### ACTION ITEM
Nothing outside the range is to be copied. From the entries below, reproduce exactly the lines starting at the one with "Target: white varmala garland" and ending at the one with "Target: man with bald head", without pictures.

### THE DATA
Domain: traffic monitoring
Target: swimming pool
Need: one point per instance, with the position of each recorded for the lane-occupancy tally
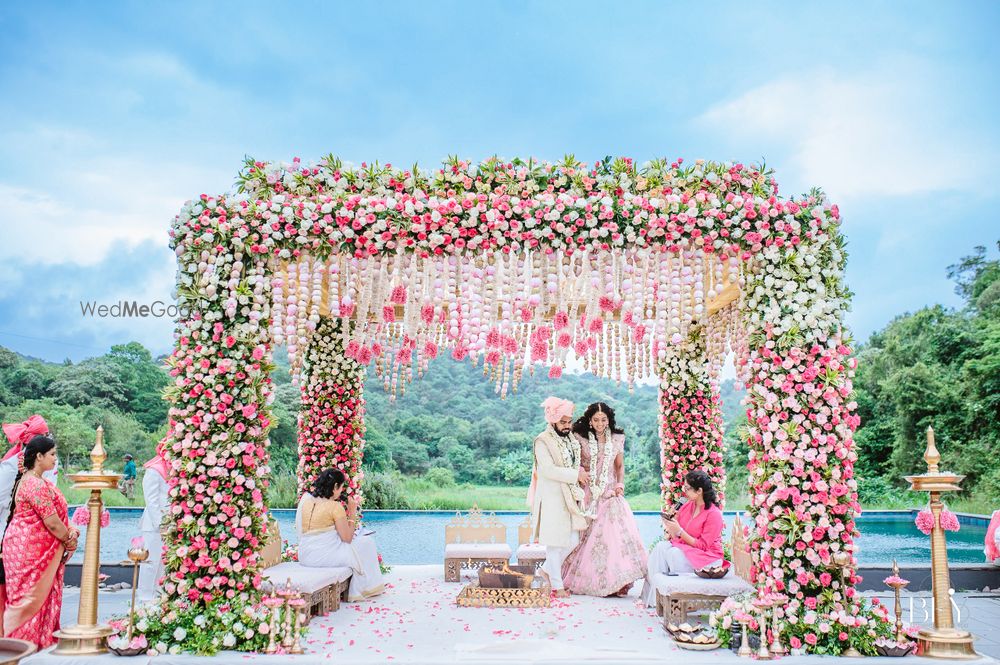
(417, 537)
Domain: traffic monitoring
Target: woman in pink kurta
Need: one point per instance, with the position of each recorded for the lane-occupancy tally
(610, 556)
(694, 536)
(35, 547)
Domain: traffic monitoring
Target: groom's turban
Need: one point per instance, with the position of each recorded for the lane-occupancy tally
(556, 409)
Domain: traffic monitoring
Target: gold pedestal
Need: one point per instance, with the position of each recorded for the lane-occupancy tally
(83, 640)
(948, 643)
(88, 638)
(944, 640)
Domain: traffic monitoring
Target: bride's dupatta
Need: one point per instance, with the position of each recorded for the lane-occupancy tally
(33, 564)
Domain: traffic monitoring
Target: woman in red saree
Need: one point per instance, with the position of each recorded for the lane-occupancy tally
(36, 544)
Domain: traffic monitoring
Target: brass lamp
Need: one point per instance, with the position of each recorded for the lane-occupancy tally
(944, 640)
(87, 637)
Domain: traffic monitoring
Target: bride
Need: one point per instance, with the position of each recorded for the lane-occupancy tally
(610, 556)
(327, 536)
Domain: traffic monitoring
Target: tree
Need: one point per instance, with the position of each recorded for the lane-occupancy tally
(409, 456)
(96, 381)
(144, 381)
(463, 462)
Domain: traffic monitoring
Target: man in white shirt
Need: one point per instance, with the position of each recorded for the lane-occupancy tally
(154, 489)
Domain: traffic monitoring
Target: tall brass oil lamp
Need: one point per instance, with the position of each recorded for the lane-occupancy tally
(87, 637)
(944, 640)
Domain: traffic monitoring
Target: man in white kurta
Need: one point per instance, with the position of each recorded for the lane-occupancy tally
(556, 494)
(154, 490)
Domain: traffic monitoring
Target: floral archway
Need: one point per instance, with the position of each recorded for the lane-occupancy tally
(638, 272)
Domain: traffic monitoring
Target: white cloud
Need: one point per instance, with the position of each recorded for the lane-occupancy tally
(895, 129)
(90, 198)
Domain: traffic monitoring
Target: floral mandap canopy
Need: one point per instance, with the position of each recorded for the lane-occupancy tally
(637, 271)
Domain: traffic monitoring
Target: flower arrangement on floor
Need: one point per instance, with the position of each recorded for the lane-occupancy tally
(860, 624)
(331, 422)
(176, 630)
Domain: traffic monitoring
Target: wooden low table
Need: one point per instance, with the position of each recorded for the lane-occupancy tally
(472, 541)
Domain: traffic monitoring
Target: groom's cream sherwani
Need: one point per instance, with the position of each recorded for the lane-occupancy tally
(555, 508)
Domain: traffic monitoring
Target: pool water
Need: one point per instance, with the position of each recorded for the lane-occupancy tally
(417, 537)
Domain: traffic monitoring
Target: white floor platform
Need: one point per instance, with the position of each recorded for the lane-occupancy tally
(417, 621)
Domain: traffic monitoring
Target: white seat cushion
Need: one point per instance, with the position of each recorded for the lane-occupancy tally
(308, 580)
(531, 551)
(691, 583)
(477, 551)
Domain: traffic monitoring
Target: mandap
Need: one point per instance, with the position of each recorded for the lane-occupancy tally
(639, 272)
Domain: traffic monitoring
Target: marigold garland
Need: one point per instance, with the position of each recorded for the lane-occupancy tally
(331, 423)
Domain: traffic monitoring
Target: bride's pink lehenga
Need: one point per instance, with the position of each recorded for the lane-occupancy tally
(33, 563)
(610, 556)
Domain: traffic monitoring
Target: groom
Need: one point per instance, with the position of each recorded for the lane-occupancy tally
(555, 495)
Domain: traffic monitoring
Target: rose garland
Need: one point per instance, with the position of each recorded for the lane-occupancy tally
(216, 444)
(331, 423)
(637, 238)
(690, 420)
(801, 418)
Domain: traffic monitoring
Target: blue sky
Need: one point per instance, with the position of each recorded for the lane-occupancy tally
(115, 113)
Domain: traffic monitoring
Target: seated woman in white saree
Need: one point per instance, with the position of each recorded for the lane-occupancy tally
(327, 537)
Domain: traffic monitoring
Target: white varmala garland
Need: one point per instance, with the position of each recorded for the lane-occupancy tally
(599, 481)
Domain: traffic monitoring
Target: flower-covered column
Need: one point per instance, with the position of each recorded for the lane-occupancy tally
(801, 421)
(331, 423)
(690, 419)
(216, 446)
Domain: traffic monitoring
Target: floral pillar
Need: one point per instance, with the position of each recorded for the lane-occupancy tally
(331, 423)
(217, 442)
(801, 421)
(690, 419)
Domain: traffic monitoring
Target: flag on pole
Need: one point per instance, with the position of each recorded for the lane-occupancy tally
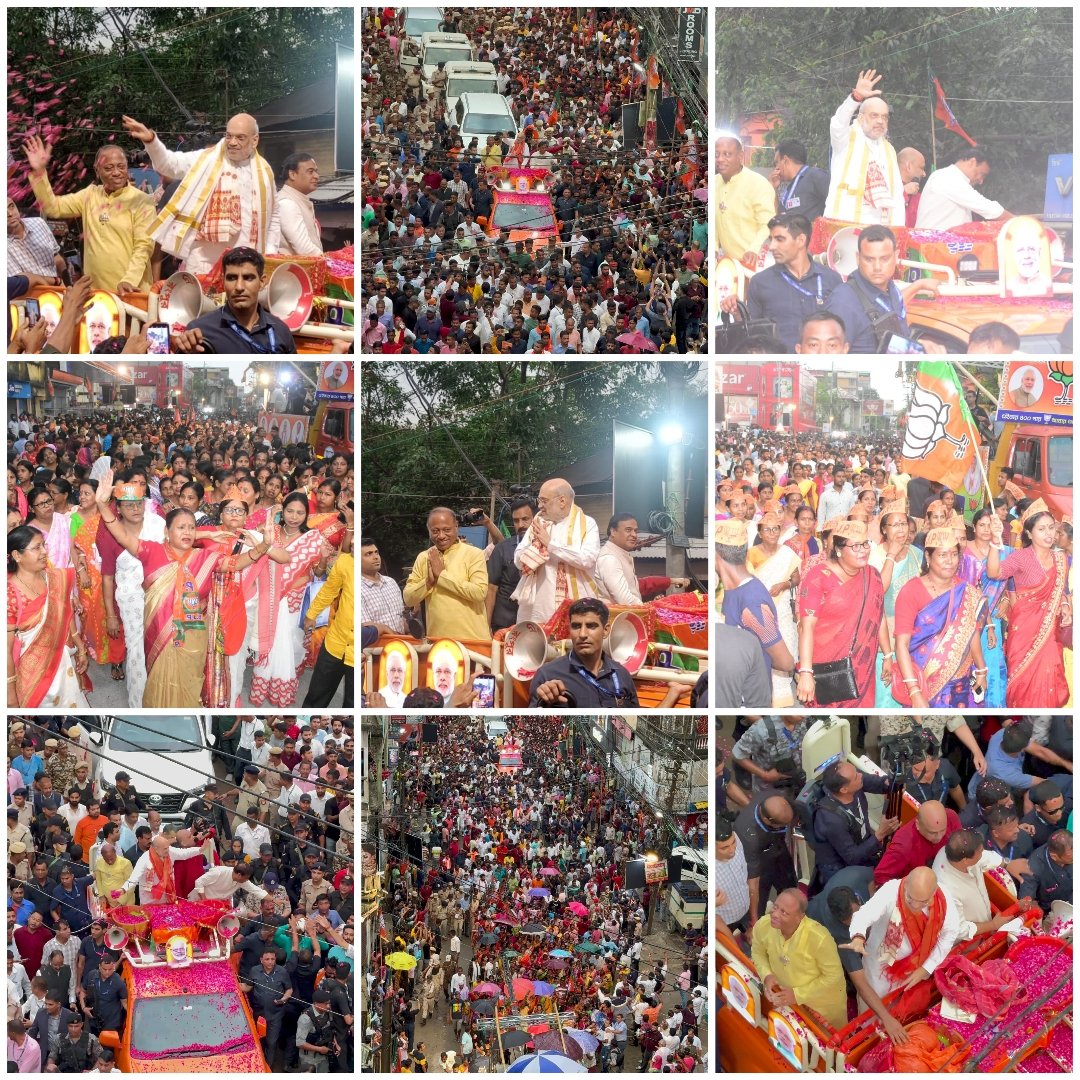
(940, 431)
(944, 112)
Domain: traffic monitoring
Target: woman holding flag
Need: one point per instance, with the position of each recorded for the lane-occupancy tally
(1040, 619)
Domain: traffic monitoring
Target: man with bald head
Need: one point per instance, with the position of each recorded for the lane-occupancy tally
(865, 186)
(117, 218)
(917, 842)
(449, 578)
(556, 554)
(154, 875)
(763, 827)
(226, 199)
(904, 931)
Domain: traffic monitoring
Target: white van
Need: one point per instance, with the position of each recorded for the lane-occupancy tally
(482, 117)
(474, 77)
(418, 22)
(167, 757)
(437, 49)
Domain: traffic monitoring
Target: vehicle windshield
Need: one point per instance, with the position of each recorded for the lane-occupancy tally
(134, 733)
(523, 216)
(488, 123)
(169, 1024)
(1060, 461)
(475, 84)
(439, 54)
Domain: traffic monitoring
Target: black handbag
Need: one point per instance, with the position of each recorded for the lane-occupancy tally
(835, 679)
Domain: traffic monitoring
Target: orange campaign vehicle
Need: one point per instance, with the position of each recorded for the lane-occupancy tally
(522, 207)
(186, 1012)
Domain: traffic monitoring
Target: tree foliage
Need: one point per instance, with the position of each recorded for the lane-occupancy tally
(518, 421)
(79, 71)
(1015, 64)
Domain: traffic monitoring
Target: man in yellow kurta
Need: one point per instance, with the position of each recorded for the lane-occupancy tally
(110, 873)
(797, 960)
(451, 578)
(745, 203)
(116, 218)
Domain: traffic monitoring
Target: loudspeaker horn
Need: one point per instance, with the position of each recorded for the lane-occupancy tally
(628, 640)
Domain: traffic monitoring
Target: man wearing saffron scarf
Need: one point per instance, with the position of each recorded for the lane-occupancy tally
(153, 872)
(904, 931)
(226, 199)
(556, 555)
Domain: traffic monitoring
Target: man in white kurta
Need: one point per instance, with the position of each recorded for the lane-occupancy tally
(874, 919)
(865, 186)
(220, 882)
(556, 556)
(296, 231)
(153, 872)
(231, 204)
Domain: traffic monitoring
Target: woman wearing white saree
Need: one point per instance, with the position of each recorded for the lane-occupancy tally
(778, 568)
(277, 637)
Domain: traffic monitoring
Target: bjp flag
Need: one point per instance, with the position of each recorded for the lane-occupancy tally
(940, 435)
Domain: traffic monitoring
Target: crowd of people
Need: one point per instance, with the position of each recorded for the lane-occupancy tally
(769, 227)
(469, 593)
(887, 903)
(517, 930)
(229, 212)
(175, 556)
(848, 583)
(268, 836)
(624, 270)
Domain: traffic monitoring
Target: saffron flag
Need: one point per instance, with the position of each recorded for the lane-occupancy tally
(940, 436)
(944, 112)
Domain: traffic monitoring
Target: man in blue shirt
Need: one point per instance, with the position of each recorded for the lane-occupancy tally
(795, 286)
(872, 291)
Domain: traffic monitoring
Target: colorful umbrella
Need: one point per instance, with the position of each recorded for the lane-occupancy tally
(554, 1042)
(584, 1039)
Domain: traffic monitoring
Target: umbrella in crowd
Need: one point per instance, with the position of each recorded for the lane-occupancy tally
(553, 1041)
(586, 1040)
(547, 1062)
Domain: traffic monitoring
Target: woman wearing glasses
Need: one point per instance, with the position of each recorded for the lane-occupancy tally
(939, 621)
(841, 606)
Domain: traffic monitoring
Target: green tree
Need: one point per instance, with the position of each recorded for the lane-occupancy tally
(1007, 73)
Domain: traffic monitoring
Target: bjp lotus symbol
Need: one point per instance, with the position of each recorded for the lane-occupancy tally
(1061, 372)
(927, 420)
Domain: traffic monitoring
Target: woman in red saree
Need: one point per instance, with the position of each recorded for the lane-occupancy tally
(1040, 619)
(177, 581)
(841, 613)
(46, 656)
(84, 523)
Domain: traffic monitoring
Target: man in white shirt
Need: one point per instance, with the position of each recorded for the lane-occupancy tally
(220, 882)
(295, 230)
(949, 198)
(959, 866)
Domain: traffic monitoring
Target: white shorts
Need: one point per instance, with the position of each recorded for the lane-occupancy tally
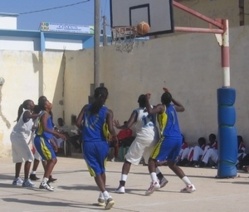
(20, 149)
(142, 146)
(33, 149)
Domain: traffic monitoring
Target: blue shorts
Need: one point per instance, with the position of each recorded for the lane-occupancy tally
(95, 155)
(44, 148)
(167, 149)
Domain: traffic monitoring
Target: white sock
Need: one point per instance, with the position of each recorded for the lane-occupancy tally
(45, 180)
(101, 195)
(106, 195)
(186, 180)
(153, 177)
(124, 177)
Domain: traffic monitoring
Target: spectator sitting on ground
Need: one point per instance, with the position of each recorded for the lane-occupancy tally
(196, 152)
(210, 156)
(183, 155)
(241, 152)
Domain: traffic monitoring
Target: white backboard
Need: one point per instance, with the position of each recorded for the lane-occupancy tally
(158, 13)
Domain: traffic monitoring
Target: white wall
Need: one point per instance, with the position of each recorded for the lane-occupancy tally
(18, 43)
(63, 44)
(8, 21)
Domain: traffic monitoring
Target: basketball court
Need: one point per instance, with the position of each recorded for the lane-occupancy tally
(75, 190)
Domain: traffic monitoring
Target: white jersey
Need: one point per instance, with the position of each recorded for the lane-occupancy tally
(146, 137)
(23, 129)
(145, 123)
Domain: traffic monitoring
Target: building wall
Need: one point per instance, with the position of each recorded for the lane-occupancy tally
(188, 64)
(8, 21)
(222, 9)
(19, 43)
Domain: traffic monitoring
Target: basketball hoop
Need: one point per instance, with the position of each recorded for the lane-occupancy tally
(124, 38)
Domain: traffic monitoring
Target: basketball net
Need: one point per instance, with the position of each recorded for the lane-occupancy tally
(124, 38)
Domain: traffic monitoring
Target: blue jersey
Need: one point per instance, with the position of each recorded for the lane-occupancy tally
(94, 125)
(171, 129)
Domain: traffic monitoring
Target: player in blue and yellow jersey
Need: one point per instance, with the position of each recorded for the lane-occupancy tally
(170, 143)
(96, 122)
(44, 142)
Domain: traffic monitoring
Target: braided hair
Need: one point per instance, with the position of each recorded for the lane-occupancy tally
(100, 96)
(142, 101)
(24, 105)
(166, 98)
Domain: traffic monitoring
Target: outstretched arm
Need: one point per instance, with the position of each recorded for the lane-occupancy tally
(129, 123)
(157, 109)
(80, 117)
(178, 106)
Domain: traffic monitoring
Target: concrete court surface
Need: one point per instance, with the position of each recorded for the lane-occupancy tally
(75, 190)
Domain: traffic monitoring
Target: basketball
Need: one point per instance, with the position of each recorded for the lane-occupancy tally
(143, 28)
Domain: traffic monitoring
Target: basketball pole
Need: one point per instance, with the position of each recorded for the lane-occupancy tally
(228, 149)
(96, 43)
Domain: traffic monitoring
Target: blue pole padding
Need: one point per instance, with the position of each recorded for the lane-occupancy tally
(227, 143)
(226, 116)
(228, 151)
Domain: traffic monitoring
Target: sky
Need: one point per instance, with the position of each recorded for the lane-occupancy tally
(79, 12)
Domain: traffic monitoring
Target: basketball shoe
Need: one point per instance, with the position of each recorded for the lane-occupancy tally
(163, 182)
(189, 189)
(120, 190)
(109, 203)
(153, 187)
(17, 181)
(46, 186)
(28, 183)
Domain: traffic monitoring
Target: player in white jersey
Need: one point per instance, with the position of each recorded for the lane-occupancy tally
(19, 137)
(146, 138)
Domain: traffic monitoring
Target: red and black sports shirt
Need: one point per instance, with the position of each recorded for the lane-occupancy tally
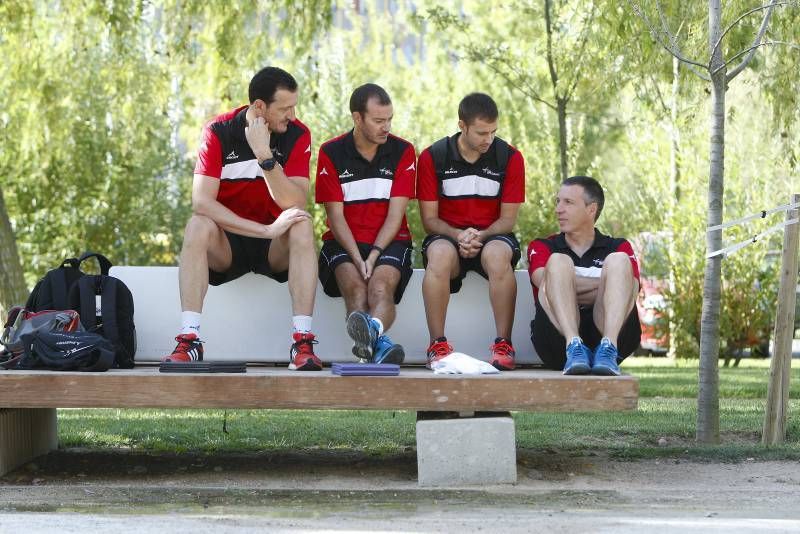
(589, 265)
(470, 194)
(225, 154)
(365, 187)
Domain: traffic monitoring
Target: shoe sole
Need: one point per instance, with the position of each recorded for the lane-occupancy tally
(578, 369)
(602, 370)
(308, 366)
(395, 355)
(501, 367)
(359, 331)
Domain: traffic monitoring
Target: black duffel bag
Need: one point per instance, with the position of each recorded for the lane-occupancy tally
(66, 351)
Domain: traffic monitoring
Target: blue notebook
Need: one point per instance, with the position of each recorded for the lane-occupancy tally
(365, 369)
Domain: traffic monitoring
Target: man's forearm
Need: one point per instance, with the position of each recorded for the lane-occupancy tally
(285, 192)
(228, 220)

### TASK OUTPUT
Target: white varmala garland
Need: one point per instance, with the position of each recorded for the lane-occupancy tally
(599, 481)
Domain: traffic monitoring
Target: flower-covered column
Need: one point per instance, with the position of each recorded for the lane-occupancy tally
(801, 421)
(331, 423)
(690, 419)
(216, 446)
Domain: traffic monitoring
Target: floral pillar
Need: one point per instance, with the position of each recorded for the lane-occupancy tally
(331, 423)
(217, 442)
(801, 421)
(690, 419)
Domain: traffic monitoring
Target: flag on pole
Need: one point per instance, with the position of each recorded for the lane-occupancy tally
(940, 431)
(944, 112)
Domain: traffic monitoring
Target: woman holding flag
Need: one point per instance, with the position of each recorded for the lane-occupancy tally
(1040, 619)
Domain: traffic monitoring
Target: man with bald head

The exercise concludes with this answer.